• **Consigne écrite**:
Restituez mot pour mot le passage de l'article sur l'accessibilité du centre ancien de Draguignan, de « Jusqu’à ce que » à « chemin aux passants. ».

• **Page**:
Overblog
Editer l'article Suivre ce blog Administration + Créer mon blog

Publié depuis Overblog

Publié le par Jean-Alexandre Cappelaere

VAR MATIN 23 septembre 2020
Les pas de Françoise Calvalido sont hésitants... 
" Jean-Alexandre, tu es là ? " Silence.

Devant le Théâtre de l’Esplanade, la sexagénaire ne sait pas où 
s’arrêter. Elle ne discerne que des formes. En complément de sa canne, 
la malvoyante brandit une main pour se protéger d’un obstacle invisible. 
Quelques mètres plus loin, elle ne devine pas son ami qui arrive, guidé 
par son chien.

" Punaise, j’ai failli me prendre les banderoles de signalisation de 
travaux sur le boulevard Léon-Blum en arrivant. J’ai dû marcher sur la 
piste cyclable ", lui lance, grognon, Jean-Alexandre Cappelaere.

Stéphane Vadia rejoint ses deux acolytes. Des trois, ils est celui qui 
discerne le mieux l’environnement : " Je perçois les couleurs, les 
formes, mais pas les détails. ".

Ensemble, ils partent tester l’accessibilité du centre ancien de 
Draguignan. Et les premières difficultés ne tardent pas à arriver.

L’épreuve des poteaux.
En direction de la place du marché, Stéphane guide Françoise en la 
prenant par le bras, et Jean-Alexandre par la voix. Mais la progression 
du trio est difficile : la première manque de heurter un banc, le second 
un plot rétractable empêchant les voitures de s’engager sur la place Cassin.

En remontant la rue Cisson, le périple se met en pause quelques minutes. 
Jusqu’à ce que le propriétaire du chien relâche son attention. L’espace 
d’une seconde, il ne sait plus où il se trouve : " Nous sommes à l’Hôtel 
de ville ? ".

" Non, nous l’avons dépassé ", lui répond Stéphane. " Alors, à Jeff de 
Bruges ? " Loin derrière...

D’habitude, Jean-Alexandre utilise un GPS pour se repérer. " Ça me 
permet de savoir quelles boutiques je longe. " Sinon, il se guide à 
l’odeur des magasins d’alimentation :)😀 , aux bruits alentour, ou demande 
directement son chemin aux passants.

Françoise, elle, se fie aux courants d’air. " Je ne peux pas faire 
autrement, soupire-t-elle. Depuis qu’ils ont remplacé le revêtement par 
des pavés, il y a un an, impossible de savoir où je me trouve au bout 
d’un certain temps. Ma canne ne discerne plus les différences ; ça la 
secoue tout le temps. ".

• **Contenu des données**:

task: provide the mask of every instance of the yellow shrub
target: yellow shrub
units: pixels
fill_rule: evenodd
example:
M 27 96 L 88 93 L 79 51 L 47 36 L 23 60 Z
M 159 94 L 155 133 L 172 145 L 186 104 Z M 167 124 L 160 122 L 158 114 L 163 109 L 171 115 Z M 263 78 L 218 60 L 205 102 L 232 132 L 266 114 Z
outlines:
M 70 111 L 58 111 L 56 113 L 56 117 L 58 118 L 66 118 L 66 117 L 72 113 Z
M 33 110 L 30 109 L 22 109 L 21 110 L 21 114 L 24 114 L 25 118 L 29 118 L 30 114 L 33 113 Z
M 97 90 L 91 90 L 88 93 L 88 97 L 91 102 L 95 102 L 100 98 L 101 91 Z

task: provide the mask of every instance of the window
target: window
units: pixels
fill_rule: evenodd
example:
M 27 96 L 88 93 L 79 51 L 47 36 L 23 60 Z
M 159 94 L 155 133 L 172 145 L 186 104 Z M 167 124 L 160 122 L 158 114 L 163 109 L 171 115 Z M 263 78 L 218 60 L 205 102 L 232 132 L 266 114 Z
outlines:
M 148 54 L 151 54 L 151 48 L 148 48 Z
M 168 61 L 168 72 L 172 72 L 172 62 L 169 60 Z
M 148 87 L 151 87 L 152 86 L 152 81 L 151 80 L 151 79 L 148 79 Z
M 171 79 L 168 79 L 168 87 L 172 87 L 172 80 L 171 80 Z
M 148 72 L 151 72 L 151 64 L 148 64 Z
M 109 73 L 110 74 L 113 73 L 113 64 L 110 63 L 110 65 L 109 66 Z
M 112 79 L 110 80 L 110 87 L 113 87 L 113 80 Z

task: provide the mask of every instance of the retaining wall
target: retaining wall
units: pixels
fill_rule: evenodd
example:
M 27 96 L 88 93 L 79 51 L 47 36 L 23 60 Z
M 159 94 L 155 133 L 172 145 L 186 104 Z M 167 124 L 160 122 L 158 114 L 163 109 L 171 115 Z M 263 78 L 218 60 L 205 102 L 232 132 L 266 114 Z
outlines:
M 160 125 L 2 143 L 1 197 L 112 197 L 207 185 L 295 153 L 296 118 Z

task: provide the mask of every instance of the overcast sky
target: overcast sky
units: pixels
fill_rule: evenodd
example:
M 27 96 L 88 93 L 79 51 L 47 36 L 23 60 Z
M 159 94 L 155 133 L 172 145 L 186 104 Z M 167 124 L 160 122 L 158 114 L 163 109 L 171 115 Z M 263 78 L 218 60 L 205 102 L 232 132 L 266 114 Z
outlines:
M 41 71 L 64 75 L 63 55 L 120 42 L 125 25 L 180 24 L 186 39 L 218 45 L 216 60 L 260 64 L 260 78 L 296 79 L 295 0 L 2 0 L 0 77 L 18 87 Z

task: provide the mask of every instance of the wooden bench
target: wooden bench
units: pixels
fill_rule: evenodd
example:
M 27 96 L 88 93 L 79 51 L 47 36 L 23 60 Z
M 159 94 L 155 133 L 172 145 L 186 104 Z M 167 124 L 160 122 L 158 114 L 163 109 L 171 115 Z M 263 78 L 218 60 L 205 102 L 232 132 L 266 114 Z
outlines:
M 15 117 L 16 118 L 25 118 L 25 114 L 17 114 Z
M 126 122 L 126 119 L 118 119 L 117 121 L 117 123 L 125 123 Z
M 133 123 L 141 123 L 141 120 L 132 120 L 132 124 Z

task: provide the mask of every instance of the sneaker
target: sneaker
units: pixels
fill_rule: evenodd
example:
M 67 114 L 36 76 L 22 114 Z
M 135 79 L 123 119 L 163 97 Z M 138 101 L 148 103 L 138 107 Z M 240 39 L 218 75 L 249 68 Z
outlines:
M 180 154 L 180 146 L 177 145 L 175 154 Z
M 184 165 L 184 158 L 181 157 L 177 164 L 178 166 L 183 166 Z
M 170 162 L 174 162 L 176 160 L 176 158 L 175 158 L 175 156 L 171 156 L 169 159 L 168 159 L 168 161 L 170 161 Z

• **Solution ci-dessous**:
Jusqu’à ce que le propriétaire du chien relâche son attention. L’espace 
d’une seconde, il ne sait plus où il se trouve : " Nous sommes à l’Hôtel 
de ville ? ".

" Non, nous l’avons dépassé ", lui répond Stéphane. " Alors, à Jeff de 
Bruges ? " Loin derrière...

D’habitude, Jean-Alexandre utilise un GPS pour se repérer. " Ça me 
permet de savoir quelles boutiques je longe. " Sinon, il se guide à 
l’odeur des magasins d’alimentation :)😀 , aux bruits alentour, ou demande 
directement son chemin aux passants.